PROBLEM REQUIREMENTS =>
Nothing outside the range is wanted. Repeat exactly the lines below from the one with "target | wood paneled island side" through the one with "target | vaulted ceiling".

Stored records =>
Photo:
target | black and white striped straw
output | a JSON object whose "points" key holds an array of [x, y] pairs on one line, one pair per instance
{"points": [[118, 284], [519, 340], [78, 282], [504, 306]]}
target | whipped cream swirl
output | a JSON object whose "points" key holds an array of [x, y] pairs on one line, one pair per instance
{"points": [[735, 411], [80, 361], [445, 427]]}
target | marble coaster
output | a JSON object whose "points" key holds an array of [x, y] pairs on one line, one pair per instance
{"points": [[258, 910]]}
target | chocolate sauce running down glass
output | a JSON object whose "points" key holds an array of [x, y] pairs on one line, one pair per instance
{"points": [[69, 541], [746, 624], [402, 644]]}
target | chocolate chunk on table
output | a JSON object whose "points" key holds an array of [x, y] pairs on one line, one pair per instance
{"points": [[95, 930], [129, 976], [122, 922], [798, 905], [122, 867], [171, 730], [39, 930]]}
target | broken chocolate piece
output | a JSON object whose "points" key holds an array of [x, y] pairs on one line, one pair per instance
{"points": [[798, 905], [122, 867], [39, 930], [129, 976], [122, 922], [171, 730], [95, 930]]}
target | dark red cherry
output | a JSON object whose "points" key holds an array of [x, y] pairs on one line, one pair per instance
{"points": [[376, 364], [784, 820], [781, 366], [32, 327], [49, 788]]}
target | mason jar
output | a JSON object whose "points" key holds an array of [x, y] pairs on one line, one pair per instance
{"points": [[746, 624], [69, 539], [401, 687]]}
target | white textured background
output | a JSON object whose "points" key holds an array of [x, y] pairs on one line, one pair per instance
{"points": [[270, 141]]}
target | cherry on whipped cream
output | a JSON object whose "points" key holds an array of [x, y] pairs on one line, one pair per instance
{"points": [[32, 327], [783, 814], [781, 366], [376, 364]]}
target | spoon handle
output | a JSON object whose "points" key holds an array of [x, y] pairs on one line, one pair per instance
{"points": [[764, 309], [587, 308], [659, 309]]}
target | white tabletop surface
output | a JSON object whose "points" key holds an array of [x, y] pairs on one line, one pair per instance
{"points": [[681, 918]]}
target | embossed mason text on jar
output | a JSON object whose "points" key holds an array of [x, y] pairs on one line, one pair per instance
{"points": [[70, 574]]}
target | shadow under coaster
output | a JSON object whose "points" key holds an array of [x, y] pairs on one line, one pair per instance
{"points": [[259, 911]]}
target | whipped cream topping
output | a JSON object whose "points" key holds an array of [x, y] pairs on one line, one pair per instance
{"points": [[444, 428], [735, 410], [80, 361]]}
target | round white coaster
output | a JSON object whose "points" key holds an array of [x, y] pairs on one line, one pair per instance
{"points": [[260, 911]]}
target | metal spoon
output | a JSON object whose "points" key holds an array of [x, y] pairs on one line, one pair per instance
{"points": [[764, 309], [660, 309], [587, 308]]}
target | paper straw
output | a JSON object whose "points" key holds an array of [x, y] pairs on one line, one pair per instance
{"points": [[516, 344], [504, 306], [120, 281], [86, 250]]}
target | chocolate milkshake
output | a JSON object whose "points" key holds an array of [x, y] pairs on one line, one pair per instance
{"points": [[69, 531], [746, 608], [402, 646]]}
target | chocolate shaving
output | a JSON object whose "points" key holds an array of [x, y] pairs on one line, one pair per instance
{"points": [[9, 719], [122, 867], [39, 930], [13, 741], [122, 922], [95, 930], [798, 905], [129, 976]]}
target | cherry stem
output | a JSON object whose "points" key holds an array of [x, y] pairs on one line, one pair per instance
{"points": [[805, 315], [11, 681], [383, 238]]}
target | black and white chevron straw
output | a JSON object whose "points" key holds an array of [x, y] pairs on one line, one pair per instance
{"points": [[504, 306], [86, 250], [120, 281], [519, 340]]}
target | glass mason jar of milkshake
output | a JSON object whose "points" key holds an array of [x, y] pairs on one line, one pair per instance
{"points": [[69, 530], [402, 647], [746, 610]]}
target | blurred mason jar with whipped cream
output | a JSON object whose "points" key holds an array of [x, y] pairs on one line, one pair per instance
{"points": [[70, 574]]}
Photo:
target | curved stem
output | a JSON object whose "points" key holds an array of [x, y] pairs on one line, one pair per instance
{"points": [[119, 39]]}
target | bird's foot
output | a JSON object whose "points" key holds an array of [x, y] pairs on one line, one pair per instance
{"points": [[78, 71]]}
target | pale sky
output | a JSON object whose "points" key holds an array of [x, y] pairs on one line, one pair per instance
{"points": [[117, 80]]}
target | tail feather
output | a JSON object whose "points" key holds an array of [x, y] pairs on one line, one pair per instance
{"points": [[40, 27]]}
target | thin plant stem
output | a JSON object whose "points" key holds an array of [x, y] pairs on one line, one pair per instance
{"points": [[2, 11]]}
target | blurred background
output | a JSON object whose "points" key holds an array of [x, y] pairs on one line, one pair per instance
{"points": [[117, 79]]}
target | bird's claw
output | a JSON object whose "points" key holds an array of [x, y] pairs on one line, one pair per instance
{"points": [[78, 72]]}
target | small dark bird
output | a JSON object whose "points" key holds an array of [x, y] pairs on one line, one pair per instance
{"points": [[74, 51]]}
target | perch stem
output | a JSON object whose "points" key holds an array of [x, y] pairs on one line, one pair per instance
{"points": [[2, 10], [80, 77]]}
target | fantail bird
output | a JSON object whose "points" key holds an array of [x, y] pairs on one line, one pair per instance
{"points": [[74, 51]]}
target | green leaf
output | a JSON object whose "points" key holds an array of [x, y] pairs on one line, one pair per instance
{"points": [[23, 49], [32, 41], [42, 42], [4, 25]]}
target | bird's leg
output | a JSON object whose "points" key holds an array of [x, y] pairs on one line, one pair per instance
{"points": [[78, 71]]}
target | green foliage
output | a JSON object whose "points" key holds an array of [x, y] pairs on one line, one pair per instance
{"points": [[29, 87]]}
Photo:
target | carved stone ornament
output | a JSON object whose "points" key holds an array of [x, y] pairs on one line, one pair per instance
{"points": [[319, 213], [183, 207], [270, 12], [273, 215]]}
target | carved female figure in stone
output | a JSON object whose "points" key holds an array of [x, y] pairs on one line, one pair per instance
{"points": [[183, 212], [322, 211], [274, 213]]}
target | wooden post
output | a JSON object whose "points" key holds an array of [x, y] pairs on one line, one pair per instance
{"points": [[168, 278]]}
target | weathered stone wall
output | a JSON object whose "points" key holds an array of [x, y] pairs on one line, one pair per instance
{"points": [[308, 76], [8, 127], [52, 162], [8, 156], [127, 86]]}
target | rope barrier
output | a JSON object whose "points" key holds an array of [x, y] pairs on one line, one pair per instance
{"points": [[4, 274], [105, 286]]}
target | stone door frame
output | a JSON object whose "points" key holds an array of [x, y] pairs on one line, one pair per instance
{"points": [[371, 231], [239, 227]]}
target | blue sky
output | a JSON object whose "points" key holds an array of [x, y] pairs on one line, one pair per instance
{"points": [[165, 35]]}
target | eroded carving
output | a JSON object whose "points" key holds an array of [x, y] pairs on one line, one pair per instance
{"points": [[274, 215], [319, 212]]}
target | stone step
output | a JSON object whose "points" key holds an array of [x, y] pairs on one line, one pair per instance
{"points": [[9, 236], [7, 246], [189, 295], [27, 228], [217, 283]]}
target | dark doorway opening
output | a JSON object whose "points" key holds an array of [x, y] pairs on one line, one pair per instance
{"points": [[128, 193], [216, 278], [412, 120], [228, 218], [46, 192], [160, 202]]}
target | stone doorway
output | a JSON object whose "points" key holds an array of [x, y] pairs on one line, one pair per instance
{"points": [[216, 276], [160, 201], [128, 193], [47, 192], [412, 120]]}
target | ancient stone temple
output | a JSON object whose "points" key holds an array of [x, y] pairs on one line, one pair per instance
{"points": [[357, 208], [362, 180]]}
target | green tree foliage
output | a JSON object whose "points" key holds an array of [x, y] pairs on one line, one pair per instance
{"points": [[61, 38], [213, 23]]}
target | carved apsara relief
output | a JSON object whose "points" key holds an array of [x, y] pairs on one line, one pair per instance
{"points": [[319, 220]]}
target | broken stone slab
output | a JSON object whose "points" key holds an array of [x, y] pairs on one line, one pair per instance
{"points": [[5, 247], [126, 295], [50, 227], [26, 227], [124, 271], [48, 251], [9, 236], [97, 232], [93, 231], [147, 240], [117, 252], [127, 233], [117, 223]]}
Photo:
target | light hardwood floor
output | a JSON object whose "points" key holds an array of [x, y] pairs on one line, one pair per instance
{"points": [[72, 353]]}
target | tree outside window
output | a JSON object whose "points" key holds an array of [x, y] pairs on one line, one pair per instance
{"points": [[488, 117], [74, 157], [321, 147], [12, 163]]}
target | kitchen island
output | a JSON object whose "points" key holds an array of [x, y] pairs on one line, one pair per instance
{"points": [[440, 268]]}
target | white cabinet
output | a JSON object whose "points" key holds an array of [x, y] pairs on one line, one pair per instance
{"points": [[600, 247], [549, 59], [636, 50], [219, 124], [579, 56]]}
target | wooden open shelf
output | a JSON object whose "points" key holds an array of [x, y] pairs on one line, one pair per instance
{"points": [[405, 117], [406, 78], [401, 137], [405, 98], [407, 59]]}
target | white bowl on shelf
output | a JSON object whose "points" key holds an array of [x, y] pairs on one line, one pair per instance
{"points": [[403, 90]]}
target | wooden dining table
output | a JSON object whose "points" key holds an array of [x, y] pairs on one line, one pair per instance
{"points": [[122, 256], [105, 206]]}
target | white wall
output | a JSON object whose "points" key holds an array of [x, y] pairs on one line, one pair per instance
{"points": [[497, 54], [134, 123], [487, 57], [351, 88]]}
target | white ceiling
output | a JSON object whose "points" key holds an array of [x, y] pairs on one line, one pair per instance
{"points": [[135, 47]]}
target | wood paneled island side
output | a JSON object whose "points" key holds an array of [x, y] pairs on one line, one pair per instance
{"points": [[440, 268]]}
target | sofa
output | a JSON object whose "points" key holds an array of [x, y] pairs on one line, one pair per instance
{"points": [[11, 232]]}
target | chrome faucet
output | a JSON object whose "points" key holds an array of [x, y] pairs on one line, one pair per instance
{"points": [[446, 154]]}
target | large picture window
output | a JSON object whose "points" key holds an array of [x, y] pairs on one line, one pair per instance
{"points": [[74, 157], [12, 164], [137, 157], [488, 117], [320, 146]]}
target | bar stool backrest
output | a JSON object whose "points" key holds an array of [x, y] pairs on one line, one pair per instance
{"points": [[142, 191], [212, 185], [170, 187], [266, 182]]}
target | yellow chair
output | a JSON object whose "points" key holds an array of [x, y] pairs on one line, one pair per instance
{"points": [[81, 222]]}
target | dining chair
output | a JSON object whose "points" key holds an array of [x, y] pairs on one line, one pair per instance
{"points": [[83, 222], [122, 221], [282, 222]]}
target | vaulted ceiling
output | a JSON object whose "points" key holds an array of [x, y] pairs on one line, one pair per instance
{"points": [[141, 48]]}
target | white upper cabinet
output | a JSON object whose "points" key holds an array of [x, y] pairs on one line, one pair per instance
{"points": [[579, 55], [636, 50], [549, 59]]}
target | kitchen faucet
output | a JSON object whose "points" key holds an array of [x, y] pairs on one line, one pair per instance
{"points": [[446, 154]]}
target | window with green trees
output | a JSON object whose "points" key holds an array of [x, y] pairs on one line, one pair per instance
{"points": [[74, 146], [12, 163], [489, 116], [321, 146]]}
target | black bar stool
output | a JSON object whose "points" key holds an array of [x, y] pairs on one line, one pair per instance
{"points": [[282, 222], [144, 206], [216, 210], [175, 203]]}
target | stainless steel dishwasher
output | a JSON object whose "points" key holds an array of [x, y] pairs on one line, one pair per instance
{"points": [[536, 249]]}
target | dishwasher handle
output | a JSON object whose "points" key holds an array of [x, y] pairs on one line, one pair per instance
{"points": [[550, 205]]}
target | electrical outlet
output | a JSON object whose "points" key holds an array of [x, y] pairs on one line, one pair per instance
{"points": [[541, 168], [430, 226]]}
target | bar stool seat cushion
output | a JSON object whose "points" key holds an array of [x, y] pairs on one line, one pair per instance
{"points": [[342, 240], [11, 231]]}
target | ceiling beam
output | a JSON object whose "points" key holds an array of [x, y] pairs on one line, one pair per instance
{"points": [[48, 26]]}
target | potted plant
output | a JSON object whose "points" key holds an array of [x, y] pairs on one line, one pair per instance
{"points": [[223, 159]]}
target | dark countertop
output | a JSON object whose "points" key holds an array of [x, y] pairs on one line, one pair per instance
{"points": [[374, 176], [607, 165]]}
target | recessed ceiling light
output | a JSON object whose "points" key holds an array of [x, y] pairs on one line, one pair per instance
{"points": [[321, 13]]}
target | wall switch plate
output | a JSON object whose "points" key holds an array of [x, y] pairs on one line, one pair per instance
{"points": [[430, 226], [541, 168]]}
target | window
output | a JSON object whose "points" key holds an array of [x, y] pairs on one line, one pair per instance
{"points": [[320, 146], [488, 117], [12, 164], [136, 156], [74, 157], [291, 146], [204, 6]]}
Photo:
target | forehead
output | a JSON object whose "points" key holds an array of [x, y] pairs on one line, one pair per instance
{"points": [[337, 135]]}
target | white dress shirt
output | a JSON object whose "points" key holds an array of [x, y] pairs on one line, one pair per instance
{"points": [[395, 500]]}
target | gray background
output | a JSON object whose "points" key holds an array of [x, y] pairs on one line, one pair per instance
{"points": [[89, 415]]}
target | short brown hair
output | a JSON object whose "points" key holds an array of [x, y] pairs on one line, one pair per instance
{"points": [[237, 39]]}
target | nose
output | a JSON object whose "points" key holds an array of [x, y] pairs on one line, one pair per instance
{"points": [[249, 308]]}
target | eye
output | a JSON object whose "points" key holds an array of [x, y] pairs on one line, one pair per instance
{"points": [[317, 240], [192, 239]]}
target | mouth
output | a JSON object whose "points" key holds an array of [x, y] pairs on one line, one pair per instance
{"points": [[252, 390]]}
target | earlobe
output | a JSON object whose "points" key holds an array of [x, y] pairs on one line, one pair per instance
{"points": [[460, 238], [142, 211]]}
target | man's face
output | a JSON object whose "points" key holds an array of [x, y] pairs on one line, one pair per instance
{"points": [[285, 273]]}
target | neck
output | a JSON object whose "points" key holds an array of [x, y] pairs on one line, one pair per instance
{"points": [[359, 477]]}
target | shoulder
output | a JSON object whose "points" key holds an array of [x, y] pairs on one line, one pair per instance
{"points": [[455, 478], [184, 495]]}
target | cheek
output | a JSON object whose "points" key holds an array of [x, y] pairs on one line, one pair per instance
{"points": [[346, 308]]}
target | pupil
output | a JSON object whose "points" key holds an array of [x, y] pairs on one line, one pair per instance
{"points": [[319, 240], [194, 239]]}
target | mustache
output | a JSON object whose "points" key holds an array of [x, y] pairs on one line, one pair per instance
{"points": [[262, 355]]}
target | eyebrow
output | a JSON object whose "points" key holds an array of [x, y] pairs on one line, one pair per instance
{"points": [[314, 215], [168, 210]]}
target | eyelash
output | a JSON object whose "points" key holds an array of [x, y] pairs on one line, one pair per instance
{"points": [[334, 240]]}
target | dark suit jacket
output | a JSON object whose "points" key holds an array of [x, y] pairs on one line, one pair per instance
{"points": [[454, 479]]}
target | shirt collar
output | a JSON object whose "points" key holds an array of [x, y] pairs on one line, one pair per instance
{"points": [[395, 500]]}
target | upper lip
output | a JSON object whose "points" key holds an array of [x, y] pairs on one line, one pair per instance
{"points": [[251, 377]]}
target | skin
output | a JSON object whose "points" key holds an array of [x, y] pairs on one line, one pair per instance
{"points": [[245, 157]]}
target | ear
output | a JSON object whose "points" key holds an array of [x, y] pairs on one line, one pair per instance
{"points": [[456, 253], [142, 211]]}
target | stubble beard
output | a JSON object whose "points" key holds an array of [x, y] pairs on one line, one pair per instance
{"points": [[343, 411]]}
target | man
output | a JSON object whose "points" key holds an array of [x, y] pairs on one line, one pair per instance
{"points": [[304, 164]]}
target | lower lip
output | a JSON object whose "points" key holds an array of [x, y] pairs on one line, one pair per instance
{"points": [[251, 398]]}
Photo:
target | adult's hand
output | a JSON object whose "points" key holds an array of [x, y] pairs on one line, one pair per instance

ANSWER FOR THIS EXERCISE =>
target | wood paneled island side
output | a JSON object whose "points" key holds an array of [x, y] pairs on one line, one pair per instance
{"points": [[440, 268]]}
target | sofa
output | a JSON object whose "points" key holds an array of [x, y] pairs on one line, one pair per instance
{"points": [[11, 232]]}
target | chrome faucet
output | a JSON object whose "points" key holds an array of [x, y] pairs on one line, one pair per instance
{"points": [[446, 154]]}
target | large picture window
output | a JSON object whose "points" key holds an array of [x, y] pairs on one line, one pair per instance
{"points": [[74, 157], [12, 164], [137, 157], [488, 117], [320, 146]]}
target | bar stool backrest
output | a JSON object whose "points" key holds an array of [x, y] pairs on one line, one pair per instance
{"points": [[142, 191], [212, 185], [170, 187], [266, 182]]}
target | yellow chair
output | a JSON object whose "points" key holds an array of [x, y] pairs on one line, one pair per instance
{"points": [[81, 222]]}
target | dining chair
output | a JSON object whose "points" key holds an array of [x, y] pairs on one line, one pair per instance
{"points": [[83, 222], [122, 221], [282, 222]]}
target | vaulted ceiling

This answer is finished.